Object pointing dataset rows

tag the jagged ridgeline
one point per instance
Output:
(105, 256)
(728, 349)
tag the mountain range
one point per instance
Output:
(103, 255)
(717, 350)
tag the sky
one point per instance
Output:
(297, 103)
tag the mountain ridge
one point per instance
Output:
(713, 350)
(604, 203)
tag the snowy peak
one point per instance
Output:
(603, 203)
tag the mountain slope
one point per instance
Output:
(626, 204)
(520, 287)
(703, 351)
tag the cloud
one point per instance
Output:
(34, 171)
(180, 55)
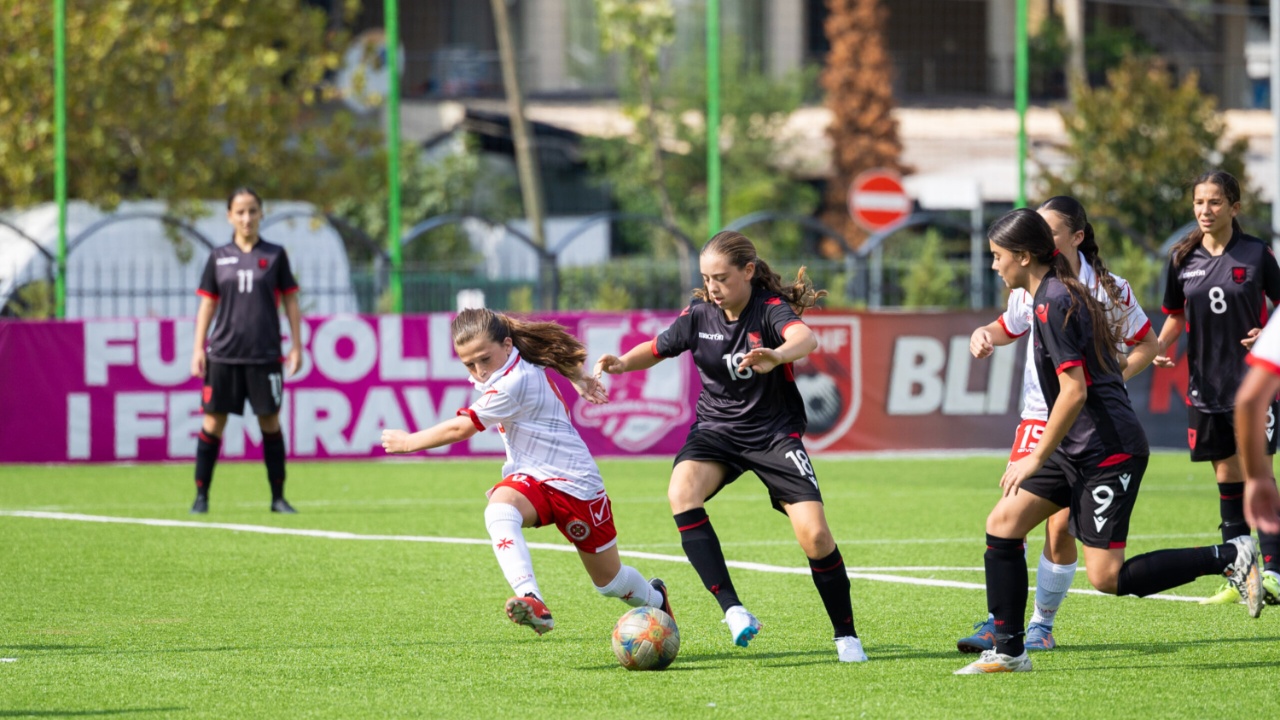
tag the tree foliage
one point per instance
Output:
(177, 100)
(1133, 149)
(659, 169)
(860, 96)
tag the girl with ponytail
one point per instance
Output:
(1073, 238)
(744, 331)
(549, 475)
(1091, 456)
(1217, 285)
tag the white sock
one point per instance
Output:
(1052, 580)
(630, 587)
(510, 547)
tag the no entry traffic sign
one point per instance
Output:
(877, 200)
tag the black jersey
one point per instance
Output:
(247, 287)
(1221, 299)
(753, 406)
(1106, 425)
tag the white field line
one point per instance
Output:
(854, 573)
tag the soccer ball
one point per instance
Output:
(645, 638)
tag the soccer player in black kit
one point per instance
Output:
(243, 282)
(1091, 456)
(1219, 281)
(745, 332)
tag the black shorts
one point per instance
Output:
(1101, 496)
(1211, 436)
(784, 466)
(227, 386)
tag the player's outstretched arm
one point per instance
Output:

◆ **REQUIREMENT**: Transcribe every line in the entries above, taking out only the images.

◆ **EXERCISE OUTPUT**:
tag the jagged ridgeline
one point per instance
Output:
(105, 256)
(728, 349)
tag the mountain range
one point per instance
Output:
(103, 255)
(717, 350)
tag the sky
one point per instance
Output:
(297, 103)
tag the mountain ridge
one point per instance
Output:
(713, 350)
(604, 203)
tag the snowy peak
one point per instance
Output:
(603, 203)
tag the mountain slope
one point per instance
Output:
(626, 204)
(520, 287)
(703, 351)
tag the cloud
one point per instance
Output:
(34, 171)
(180, 55)
tag the tree foliage
one point per instance
Output:
(177, 100)
(1133, 149)
(659, 169)
(860, 96)
tag the girl with ponytail
one point per instance
Output:
(1073, 238)
(744, 331)
(549, 475)
(1091, 456)
(1217, 285)
tag the white sock
one point per instance
Output:
(1052, 580)
(630, 587)
(510, 547)
tag the no entry traffic sign
one point per instance
Output:
(877, 200)
tag the black jersey
one point per instance
Output:
(247, 287)
(1221, 299)
(753, 406)
(1106, 425)
tag the white field line
one point per instance
Output:
(854, 573)
tag the soccer ball
one point per instance
Output:
(645, 638)
tag the soccer player in black kit
one point per instance
Output:
(243, 282)
(1091, 456)
(1219, 281)
(745, 332)
tag the black shorts
one point per instance
Output:
(1101, 496)
(1211, 436)
(784, 466)
(227, 386)
tag the player's outstretched arm
one point per instance
Output:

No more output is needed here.